Your objective:
Each entry below is to be transcribed exactly.

─── Input material

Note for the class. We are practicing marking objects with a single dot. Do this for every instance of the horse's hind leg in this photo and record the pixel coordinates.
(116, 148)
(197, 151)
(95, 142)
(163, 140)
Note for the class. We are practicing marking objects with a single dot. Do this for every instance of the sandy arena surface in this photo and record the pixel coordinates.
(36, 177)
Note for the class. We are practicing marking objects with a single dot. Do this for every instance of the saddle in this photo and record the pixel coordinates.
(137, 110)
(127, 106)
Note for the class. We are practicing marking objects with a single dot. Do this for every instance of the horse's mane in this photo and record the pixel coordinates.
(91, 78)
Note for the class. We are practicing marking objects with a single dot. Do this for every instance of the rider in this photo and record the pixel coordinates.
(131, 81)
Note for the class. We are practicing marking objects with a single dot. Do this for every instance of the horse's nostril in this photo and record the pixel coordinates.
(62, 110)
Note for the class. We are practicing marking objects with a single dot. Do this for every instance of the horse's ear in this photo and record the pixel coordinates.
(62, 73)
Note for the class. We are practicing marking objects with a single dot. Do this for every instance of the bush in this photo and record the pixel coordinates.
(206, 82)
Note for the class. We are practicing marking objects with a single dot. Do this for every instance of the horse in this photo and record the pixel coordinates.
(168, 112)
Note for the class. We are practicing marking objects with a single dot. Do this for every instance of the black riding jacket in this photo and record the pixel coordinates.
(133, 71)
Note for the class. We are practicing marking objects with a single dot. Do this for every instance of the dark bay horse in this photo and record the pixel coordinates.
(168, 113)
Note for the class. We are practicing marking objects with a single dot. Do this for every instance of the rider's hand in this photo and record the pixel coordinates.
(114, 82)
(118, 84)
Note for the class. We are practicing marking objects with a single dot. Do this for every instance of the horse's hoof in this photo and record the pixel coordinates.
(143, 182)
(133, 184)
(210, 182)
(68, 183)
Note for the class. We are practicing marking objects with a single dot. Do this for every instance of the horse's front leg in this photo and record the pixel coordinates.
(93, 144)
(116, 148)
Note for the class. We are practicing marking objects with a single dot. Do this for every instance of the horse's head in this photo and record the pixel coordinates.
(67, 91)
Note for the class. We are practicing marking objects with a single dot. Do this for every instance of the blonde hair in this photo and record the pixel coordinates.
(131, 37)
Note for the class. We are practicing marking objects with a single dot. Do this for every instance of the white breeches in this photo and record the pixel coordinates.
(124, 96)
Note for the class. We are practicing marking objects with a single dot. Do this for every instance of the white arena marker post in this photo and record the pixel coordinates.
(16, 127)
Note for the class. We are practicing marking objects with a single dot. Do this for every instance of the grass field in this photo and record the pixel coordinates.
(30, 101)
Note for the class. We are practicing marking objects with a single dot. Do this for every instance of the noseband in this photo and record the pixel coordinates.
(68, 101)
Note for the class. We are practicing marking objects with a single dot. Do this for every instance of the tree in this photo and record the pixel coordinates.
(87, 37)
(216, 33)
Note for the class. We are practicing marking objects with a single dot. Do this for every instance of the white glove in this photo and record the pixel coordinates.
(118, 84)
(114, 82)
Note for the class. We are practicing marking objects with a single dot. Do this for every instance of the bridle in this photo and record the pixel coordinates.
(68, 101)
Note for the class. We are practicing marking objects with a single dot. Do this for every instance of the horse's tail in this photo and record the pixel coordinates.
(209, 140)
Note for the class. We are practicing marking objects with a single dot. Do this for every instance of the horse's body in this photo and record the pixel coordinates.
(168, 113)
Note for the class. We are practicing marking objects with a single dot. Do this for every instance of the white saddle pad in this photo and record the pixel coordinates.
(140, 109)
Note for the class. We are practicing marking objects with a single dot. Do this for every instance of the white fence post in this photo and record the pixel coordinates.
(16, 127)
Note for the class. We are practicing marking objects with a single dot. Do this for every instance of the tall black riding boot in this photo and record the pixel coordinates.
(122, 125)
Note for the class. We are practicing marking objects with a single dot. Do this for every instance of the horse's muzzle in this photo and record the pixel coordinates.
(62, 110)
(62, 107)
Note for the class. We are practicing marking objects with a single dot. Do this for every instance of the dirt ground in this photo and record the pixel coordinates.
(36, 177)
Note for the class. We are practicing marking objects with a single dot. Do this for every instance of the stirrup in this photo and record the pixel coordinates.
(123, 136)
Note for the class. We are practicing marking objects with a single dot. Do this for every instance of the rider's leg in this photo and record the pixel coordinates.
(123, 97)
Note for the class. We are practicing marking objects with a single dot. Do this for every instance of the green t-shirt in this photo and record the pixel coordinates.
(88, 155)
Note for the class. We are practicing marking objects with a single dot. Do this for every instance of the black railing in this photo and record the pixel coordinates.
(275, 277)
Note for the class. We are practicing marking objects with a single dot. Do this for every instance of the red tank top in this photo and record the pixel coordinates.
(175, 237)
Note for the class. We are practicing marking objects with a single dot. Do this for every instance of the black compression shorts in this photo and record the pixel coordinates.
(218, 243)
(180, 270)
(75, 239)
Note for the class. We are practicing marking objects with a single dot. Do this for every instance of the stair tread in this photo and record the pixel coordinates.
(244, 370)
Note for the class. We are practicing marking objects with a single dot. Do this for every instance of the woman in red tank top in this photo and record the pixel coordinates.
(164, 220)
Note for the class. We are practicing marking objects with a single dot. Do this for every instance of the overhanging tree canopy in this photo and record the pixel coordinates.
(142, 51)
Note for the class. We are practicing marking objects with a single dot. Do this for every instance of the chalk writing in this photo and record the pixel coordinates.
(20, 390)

──────

Completed exercise:
Note for the class. We are practicing marking objects with a single dot. Do this for every instance of the horse's hind leg in this photo and record the pixel coordinates.
(116, 148)
(197, 151)
(95, 142)
(163, 140)
Note for the class. We are practicing marking objects with a single dot. Do this for every instance of the sandy arena surface in this photo and record the pixel coordinates.
(36, 177)
Note for the class. We are practicing marking objects with a single dot. Do this for every instance of the saddle in this photo and record the pixel coordinates.
(137, 110)
(127, 106)
Note for the class. We are practicing marking objects with a single dot. Do this for every instance of the horse's mane in this photo and record the pixel coordinates.
(91, 78)
Note for the class. We are practicing marking objects with a single dot. Do this for every instance of the rider in this photo and record the pixel coordinates.
(131, 81)
Note for the class. We are practicing marking objects with a single dot. Do this for every instance of the horse's nostril in this photo and record the pixel coordinates.
(62, 110)
Note for the class. We are practicing marking objects with a single dot. Do this for every instance of the horse's ear in this photo and record the pixel coordinates.
(62, 73)
Note for the class. We are practicing marking objects with a single dot. Do this for every instance of the bush in this photo and record the pixel coordinates.
(206, 82)
Note for the class. We are practicing marking objects with a single dot. Do this for every instance of the horse in this photo and record the pixel coordinates.
(168, 112)
Note for the class. We are practicing marking objects with a single dot. Do this for every instance of the black riding jacket in this photo and record the pixel coordinates.
(133, 71)
Note for the class. We are practicing marking objects with a single dot. Do this for every instance of the dark bay horse in this photo and record the pixel coordinates.
(168, 113)
Note for the class. We are practicing marking objects with a single dot. Do this for every instance of the rider's hand in this photo and record the pixel coordinates.
(114, 82)
(118, 84)
Note for the class. We are practicing marking objects with a single dot. Do this for every instance of the horse's hoof in this photo and record the pixel coordinates.
(143, 182)
(133, 184)
(210, 182)
(68, 183)
Note for the class. We are practicing marking objects with a single dot. Do this for every instance of the horse's front leg in this photo and record the pixel coordinates.
(93, 144)
(116, 148)
Note for the class. We are practicing marking objects with a single dot. Do this for every instance of the horse's head in this photo and record the pixel coordinates.
(67, 91)
Note for the class. We are practicing marking objects with a single dot. Do this for every instance of the blonde hair in this photo and record the pixel coordinates.
(131, 37)
Note for the class. We are practicing marking objects with a single dot. Do this for every instance of the white breeches in this photo and record the pixel coordinates.
(124, 96)
Note for the class. We are practicing marking objects with a single dot. Do this for every instance of the white arena marker post in this photo and record the pixel coordinates.
(16, 127)
Note for the class. We are practicing marking objects with a single dot. Do this for every instance of the grass field in this photo and record the pixel coordinates.
(30, 101)
Note for the class. We are practicing marking objects with a single dot. Do this for every instance of the noseband in this photo and record the pixel coordinates.
(68, 101)
Note for the class. We are practicing marking objects with a single dot. Do this for every instance of the tree in this photo and record the pixel coordinates.
(87, 37)
(216, 33)
Note for the class. We are practicing marking objects with a single dot. Do this for every instance of the white glove in this photo and record the pixel coordinates.
(118, 84)
(114, 82)
Note for the class. We are practicing marking objects with a single dot. Do this for every instance of the bridle in this photo and record the pixel coordinates.
(68, 101)
Note for the class. We are practicing marking objects with a single dot. Do this for every instance of the horse's tail in this photo and record the pixel coordinates.
(209, 140)
Note for the class. We are practicing marking objects with a single dot. Do this for every instance of the horse's body in this photo and record the pixel coordinates.
(168, 113)
Note for the class. We are practicing marking objects with a single dot. Do this for every instance of the white saddle pad in this photo and record the pixel coordinates.
(140, 109)
Note for the class. We are practicing marking objects with a single dot. Do this for every instance of the white fence post in this photo and record the pixel coordinates.
(16, 127)
Note for the class. We are practicing marking objects with a single dot. Do this for every instance of the tall black riding boot in this photo and record the pixel coordinates.
(122, 125)
Note for the class. We are practicing marking objects with a single dot. Do this for every instance of the horse's muzzle in this photo and record the pixel coordinates.
(62, 110)
(62, 107)
Note for the class. We are practicing marking objects with a single dot. Do this for every instance of the dirt ground in this photo and record the pixel coordinates.
(36, 177)
Note for the class. We are practicing marking objects with a single dot. Do this for every instance of the stirrup in this photo and record the pixel coordinates.
(123, 136)
Note for the class. We are practicing marking objects with a single dot. Do this for every instance of the rider's leg in this photo and record the pixel coordinates.
(123, 97)
Note for the class. We are practicing marking objects with a single dot. Do this for every instance of the green t-shirt in this photo and record the pixel coordinates.
(88, 155)
Note for the class. We are practicing marking objects with a single dot. Do this for every instance of the black railing in this photo and record the pixel coordinates.
(275, 277)
Note for the class. We are practicing marking objects with a single dot. Do this for every instance of the red tank top in this photo and record the pixel coordinates.
(175, 237)
Note for the class. We are practicing marking objects with a single dot. Do this for every instance of the black compression shorts in this photo and record the pixel coordinates.
(218, 243)
(180, 270)
(75, 239)
Note for the class. We are practicing marking objects with a single dot. Do this for every instance of the stair tread in this photo and record the pixel coordinates.
(244, 370)
Note for the class. We are practicing marking objects with a single dot. Do this for every instance of the woman in red tank top in this photo and record the pixel coordinates.
(164, 220)
Note for the class. We are practicing marking objects with a single dot. Do this for every instance of the overhanging tree canopy in this photo and record the pixel coordinates.
(142, 51)
Note for the class. We are practicing marking objects with a single dot. Do this for every instance of the chalk writing in this photo and record the pixel coordinates.
(20, 390)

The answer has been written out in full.